Brief: Report every line below that holds the word "flower".

+++ Data for review

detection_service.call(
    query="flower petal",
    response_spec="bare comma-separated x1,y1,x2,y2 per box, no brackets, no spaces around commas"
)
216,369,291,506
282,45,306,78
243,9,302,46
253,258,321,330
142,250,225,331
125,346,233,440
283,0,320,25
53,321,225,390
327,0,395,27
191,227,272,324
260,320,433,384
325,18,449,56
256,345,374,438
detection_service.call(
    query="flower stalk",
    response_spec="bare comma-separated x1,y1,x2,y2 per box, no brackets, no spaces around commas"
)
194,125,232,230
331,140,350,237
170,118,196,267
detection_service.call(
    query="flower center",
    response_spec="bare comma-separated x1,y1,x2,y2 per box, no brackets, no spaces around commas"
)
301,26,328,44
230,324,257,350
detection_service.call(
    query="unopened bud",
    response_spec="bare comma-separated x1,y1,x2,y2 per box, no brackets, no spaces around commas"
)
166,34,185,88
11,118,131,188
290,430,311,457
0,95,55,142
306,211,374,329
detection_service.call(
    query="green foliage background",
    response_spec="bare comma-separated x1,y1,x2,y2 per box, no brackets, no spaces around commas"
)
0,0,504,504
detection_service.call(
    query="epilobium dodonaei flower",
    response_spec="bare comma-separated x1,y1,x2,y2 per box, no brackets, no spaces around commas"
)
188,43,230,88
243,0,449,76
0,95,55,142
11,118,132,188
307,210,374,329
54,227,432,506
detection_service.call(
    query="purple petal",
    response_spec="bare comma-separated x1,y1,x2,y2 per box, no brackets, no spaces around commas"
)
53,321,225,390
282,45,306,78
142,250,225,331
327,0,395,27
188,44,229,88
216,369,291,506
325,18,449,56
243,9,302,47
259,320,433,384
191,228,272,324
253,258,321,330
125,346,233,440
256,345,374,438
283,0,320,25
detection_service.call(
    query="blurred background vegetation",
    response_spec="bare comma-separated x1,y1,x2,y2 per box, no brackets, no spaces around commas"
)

++++++
+++ Data for review

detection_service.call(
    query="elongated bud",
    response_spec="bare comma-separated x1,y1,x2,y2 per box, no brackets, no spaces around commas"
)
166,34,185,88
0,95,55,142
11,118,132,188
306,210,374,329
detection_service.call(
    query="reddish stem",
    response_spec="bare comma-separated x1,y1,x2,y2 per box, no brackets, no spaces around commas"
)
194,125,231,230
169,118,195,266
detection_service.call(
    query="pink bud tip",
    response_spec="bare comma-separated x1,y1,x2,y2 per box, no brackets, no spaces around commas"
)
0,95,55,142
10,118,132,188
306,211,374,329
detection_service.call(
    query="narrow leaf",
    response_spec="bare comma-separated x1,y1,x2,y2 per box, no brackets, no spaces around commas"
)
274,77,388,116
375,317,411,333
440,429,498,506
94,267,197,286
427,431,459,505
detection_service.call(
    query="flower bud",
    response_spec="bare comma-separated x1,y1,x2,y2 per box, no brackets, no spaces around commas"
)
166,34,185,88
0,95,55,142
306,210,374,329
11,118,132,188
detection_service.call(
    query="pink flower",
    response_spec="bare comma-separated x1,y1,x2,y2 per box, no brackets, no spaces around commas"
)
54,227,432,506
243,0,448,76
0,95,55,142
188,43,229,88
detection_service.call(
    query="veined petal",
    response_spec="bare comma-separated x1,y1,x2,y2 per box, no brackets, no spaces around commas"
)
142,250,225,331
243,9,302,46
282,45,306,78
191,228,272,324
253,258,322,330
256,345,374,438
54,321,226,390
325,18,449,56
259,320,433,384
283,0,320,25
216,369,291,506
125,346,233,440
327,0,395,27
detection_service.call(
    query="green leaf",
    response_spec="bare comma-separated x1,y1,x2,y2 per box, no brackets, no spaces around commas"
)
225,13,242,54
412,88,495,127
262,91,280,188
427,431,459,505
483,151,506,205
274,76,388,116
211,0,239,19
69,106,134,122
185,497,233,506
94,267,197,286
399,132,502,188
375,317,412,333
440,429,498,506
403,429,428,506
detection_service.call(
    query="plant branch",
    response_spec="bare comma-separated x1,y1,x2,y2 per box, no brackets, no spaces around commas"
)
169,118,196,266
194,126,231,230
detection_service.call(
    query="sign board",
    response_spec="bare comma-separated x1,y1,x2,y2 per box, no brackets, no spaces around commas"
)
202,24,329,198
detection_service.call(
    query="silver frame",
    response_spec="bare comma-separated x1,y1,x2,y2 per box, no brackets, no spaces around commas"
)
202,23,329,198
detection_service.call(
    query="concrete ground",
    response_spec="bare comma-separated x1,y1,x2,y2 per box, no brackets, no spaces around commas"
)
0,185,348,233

++++++
+++ Data for review

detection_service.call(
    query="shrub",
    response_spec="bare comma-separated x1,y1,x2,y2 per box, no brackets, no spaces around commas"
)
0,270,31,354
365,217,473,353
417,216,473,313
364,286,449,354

++++++

Reply to the task:
    query="flower petal",
    query="flower stalk",
    query="flower center",
    query="epilobium dodonaei flower",
    query="flower bud",
    query="pink flower",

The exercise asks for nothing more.